INSTRUCTION:
Return each line of the material below that contains the string "patterned". Case counts, so uppercase and lowercase letters do not match each other.

DATA SHOWN:
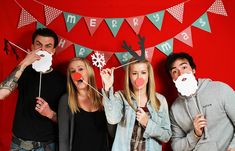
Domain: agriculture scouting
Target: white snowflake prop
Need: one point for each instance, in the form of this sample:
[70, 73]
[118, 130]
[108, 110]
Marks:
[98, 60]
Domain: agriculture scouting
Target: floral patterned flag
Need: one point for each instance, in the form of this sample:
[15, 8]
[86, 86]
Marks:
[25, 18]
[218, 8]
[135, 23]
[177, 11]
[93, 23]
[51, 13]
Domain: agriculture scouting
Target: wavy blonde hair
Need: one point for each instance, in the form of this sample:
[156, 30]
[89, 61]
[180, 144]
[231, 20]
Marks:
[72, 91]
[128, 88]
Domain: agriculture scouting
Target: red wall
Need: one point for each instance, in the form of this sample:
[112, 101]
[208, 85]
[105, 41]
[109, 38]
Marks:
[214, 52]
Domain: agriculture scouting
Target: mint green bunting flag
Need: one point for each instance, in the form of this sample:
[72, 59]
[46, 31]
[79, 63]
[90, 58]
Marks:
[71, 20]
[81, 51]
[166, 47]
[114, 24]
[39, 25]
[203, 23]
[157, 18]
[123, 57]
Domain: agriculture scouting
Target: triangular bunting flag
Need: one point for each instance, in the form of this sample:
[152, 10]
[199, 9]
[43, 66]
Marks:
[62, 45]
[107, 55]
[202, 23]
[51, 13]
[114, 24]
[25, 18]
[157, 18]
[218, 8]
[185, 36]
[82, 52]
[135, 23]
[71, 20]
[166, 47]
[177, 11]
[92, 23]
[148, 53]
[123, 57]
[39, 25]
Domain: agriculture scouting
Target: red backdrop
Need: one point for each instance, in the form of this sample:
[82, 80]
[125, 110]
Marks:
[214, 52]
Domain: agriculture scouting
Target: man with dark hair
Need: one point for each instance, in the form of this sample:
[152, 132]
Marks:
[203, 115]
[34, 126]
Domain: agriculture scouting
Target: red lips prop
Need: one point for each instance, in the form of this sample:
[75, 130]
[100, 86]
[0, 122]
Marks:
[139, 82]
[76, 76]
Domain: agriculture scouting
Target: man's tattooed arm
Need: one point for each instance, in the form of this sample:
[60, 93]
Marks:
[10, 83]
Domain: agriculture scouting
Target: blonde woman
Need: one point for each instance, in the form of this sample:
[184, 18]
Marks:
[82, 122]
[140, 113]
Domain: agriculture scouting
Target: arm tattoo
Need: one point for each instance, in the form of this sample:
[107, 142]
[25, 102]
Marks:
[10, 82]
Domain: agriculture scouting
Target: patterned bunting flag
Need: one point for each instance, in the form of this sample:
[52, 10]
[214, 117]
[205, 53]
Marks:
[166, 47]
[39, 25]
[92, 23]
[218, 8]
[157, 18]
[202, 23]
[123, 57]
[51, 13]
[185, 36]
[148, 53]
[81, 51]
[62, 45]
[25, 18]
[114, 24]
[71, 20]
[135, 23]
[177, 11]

...

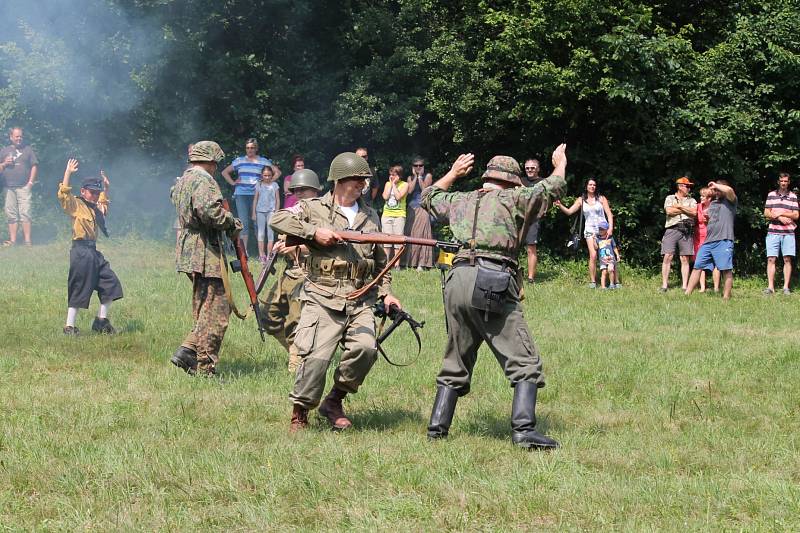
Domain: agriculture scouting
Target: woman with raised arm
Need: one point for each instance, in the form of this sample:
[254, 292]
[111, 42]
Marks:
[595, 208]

==

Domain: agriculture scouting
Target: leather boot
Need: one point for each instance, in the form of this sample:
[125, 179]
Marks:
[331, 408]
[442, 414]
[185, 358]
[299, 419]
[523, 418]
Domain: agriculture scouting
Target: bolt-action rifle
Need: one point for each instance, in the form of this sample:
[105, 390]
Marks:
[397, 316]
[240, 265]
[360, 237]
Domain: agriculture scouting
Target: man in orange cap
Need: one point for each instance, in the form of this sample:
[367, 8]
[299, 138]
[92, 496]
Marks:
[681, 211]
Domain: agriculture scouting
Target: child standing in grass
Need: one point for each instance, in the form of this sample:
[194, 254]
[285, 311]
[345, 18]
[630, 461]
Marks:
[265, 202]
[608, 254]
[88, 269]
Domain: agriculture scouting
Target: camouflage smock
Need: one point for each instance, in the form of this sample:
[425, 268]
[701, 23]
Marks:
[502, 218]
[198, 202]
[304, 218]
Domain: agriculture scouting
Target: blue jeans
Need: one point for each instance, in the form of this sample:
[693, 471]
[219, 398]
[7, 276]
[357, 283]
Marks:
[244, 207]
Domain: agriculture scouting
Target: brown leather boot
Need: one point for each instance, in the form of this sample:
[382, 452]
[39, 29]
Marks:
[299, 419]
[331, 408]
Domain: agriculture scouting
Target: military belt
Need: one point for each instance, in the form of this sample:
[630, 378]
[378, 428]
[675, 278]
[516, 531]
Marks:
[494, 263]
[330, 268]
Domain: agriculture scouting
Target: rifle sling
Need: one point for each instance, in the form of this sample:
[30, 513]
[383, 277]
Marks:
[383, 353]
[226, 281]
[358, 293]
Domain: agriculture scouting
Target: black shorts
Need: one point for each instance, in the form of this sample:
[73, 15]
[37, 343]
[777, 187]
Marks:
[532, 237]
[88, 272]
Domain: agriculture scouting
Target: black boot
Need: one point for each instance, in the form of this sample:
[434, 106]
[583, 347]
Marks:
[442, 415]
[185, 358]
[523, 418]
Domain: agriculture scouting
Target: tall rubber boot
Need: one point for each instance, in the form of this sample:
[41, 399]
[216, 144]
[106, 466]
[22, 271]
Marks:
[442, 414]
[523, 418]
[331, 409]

ANSWER TO THIS TASK:
Target: floral patterned flag
Target: patterned bunting flag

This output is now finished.